-------- DATA SUPPLIED

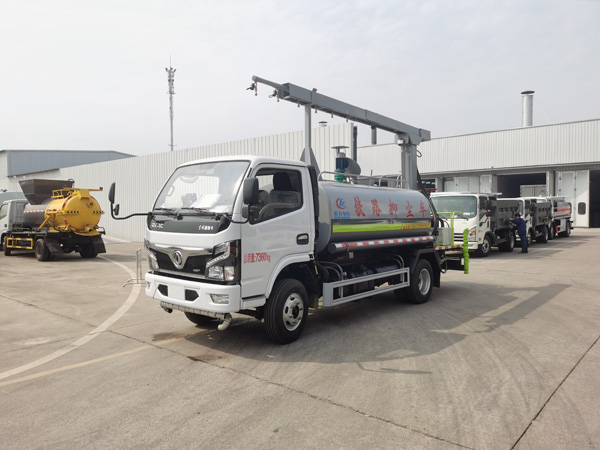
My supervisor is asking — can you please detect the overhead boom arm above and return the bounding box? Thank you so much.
[250,75,430,189]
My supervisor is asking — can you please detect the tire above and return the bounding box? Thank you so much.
[34,239,51,262]
[405,259,434,304]
[475,235,492,257]
[184,312,215,326]
[265,279,308,344]
[80,243,98,259]
[559,222,571,238]
[498,232,515,252]
[537,226,548,244]
[2,235,10,256]
[548,225,555,240]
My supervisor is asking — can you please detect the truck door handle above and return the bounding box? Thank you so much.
[297,233,309,245]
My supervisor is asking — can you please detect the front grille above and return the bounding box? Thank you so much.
[154,250,211,276]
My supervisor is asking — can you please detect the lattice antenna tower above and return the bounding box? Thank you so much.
[166,60,176,151]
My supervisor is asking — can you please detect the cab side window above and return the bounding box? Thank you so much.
[250,168,303,223]
[0,204,7,221]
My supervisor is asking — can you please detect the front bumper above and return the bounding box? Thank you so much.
[145,272,242,314]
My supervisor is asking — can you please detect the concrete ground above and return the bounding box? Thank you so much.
[1,230,599,450]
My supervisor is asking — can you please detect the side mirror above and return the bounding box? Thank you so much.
[108,182,116,204]
[106,181,148,221]
[243,178,259,205]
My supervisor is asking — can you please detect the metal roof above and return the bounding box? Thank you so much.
[0,149,133,177]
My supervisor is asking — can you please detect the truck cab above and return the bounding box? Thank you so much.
[0,199,27,251]
[144,156,316,337]
[430,192,517,257]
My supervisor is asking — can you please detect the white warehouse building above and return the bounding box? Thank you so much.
[2,118,599,242]
[358,119,600,229]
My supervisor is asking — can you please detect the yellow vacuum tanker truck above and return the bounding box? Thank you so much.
[0,179,106,261]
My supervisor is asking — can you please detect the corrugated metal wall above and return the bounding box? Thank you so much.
[0,152,7,185]
[358,119,600,175]
[21,123,353,242]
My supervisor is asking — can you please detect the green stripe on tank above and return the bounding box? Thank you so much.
[332,222,430,233]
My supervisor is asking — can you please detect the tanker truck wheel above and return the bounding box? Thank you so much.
[405,259,433,304]
[475,235,492,257]
[34,239,52,262]
[559,222,571,238]
[265,279,308,344]
[80,243,98,259]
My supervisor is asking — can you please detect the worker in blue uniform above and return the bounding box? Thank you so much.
[510,213,528,253]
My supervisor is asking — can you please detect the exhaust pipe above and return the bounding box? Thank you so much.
[218,314,233,331]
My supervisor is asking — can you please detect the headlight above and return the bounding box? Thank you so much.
[207,265,236,281]
[206,242,230,268]
[468,227,477,242]
[205,241,239,282]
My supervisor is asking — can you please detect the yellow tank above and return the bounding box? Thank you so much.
[24,188,104,235]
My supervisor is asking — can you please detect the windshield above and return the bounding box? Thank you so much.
[431,196,477,218]
[153,161,250,214]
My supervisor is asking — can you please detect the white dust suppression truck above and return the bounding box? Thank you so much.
[0,179,106,261]
[108,76,469,343]
[504,197,552,244]
[109,155,467,343]
[430,192,519,257]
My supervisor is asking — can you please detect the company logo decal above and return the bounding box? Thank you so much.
[172,250,184,269]
[335,198,346,209]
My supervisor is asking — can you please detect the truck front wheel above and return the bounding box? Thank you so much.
[2,235,10,256]
[405,259,433,304]
[265,279,308,344]
[34,239,52,261]
[475,235,492,257]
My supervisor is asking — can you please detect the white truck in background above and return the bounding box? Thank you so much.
[546,196,573,238]
[430,192,519,257]
[504,197,552,244]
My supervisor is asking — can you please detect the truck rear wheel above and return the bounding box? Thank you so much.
[405,259,433,304]
[475,235,492,257]
[34,239,51,261]
[80,243,98,259]
[536,226,549,243]
[498,232,515,252]
[265,279,307,344]
[559,222,571,238]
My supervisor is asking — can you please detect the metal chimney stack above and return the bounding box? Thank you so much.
[521,90,534,127]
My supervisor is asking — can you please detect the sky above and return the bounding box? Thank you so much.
[1,0,599,156]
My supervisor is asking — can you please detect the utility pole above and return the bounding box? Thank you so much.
[166,64,176,151]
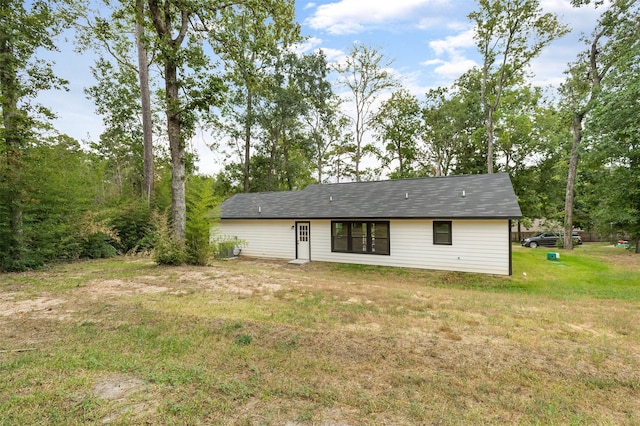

----------------

Copy the preceding data in full and word for word, dropping its pictures.

### [THE ANSWER]
My supervisor is asking — can you please detect the overhead boom arm above and return the bounding box? Thank you so much.
[250,75,430,189]
My supervisor is asking — can you please detect the tire above and return the bounding box? Thank you so much.
[34,239,51,262]
[405,259,434,304]
[475,235,492,257]
[184,312,215,326]
[265,279,308,344]
[80,243,98,259]
[559,222,571,238]
[498,232,515,252]
[537,226,548,244]
[2,235,10,256]
[548,225,555,240]
My supervisor is asking — can you please detect the truck door handle above and return the bounding box? Thank you so much.
[297,233,309,245]
My supervisor is asking — can you please detect the front grille above and return the bounding box? Thank you so much.
[154,250,211,276]
My supervisor is asking — can you please detect the lattice antenna tower above and return the bounding box? Thank you so much.
[166,60,176,151]
My supervisor is asking — can you please detect the cab side window above and return the bounding box? Thank you so much.
[250,168,303,223]
[0,204,7,221]
My supervisor is asking — can you please detect the front bumper above and return the bounding box? Thank you so much.
[145,272,242,314]
My supervisor is asking — can you please detect the concrete ground above and return the bounding box? Thank you so much.
[1,230,599,450]
My supervisor is asking — can you please detect the side mirror above and return the bounding box? Thank you so much.
[108,182,116,204]
[106,181,148,221]
[243,178,259,205]
My supervisor is asking — can you please detect the metal roof above and return the bounding box? Thank you so much.
[0,149,133,177]
My supervisor is asking — can you please detect the truck cab above and return the bounding box? Thank you so much.
[0,199,27,251]
[144,156,316,337]
[430,192,517,257]
My supervisor is asking — can you please detect the white warehouse building above and return the bounding box? Thank you so much.
[2,118,599,242]
[358,119,600,229]
My supervisor is asking — can you please detect the yellow vacuum tanker truck above and return the bounding box? Thank you so much.
[0,179,106,261]
My supervisor is asking — can you please detect the corrugated metal wall above and return the bounding box? Thank you so much.
[0,152,7,185]
[358,119,600,175]
[21,123,353,242]
My supervisor is asking — can you please detect the green stripe on tank above and return the bounding box? Thank you so much.
[332,222,430,233]
My supervisor is asking — can you please detect the tanker truck wheel above and return the bounding box? Thank you so much.
[405,259,433,304]
[475,235,492,257]
[34,239,52,262]
[559,222,571,238]
[265,279,308,344]
[80,243,98,259]
My supervisor is asking — can you please detect the worker in blue uniform above and return the bounding box? Thank you so much.
[510,213,528,253]
My supervisor is asking — can you please detect the exhaust pipe above and return the bounding box? Thank you so much.
[218,314,233,331]
My supervisor is asking — can you please detect the headlight above and return the bounding box? Thank you so much.
[207,265,236,281]
[206,242,230,268]
[468,227,477,242]
[205,241,239,282]
My supervisor is asking — can you please detect the yellow tank above and return the bounding box? Thank you so much.
[24,188,104,235]
My supervisor is asking — can you please detect the windshield above and return the bounding box? Thank you so much.
[431,196,477,218]
[153,161,250,214]
My supervisor is asking — can you please detect the white dust suppression truck above and return the bounding box? Thank you so much.
[0,179,106,261]
[108,76,469,343]
[504,197,552,244]
[109,155,467,343]
[430,192,519,257]
My supervisor is asking — can you please detect the company logo decal above and return the bounding box? Thank you so much.
[172,250,184,269]
[335,198,346,209]
My supervisor is asking — can you please detect the truck front wheel above and return the bounding box? Thank you so much.
[2,235,10,256]
[405,259,433,304]
[265,279,308,344]
[34,239,52,261]
[475,235,492,257]
My supervisor is asking — can you please detect the white truck in background above and return the bounding box? Thank you so much.
[546,196,573,238]
[430,192,519,257]
[504,197,552,244]
My supervisor is asking — can you please detect the truck rear wheel above and return the bounding box? Thank you so much.
[405,259,433,304]
[475,235,492,257]
[34,239,51,261]
[80,243,98,259]
[536,226,549,243]
[498,232,515,252]
[265,279,307,344]
[559,222,571,238]
My supervisor is asking — can you please detect the metal chimney stack above and return the bounding box? Thank you so much.
[521,90,534,127]
My supervisor is asking — can you please detect the sky above and return the bounding box? Thank you so much.
[1,0,599,156]
My supervisor is asking — can you please detect the utility pole above and return the bounding box? Thank you so much.
[166,64,176,151]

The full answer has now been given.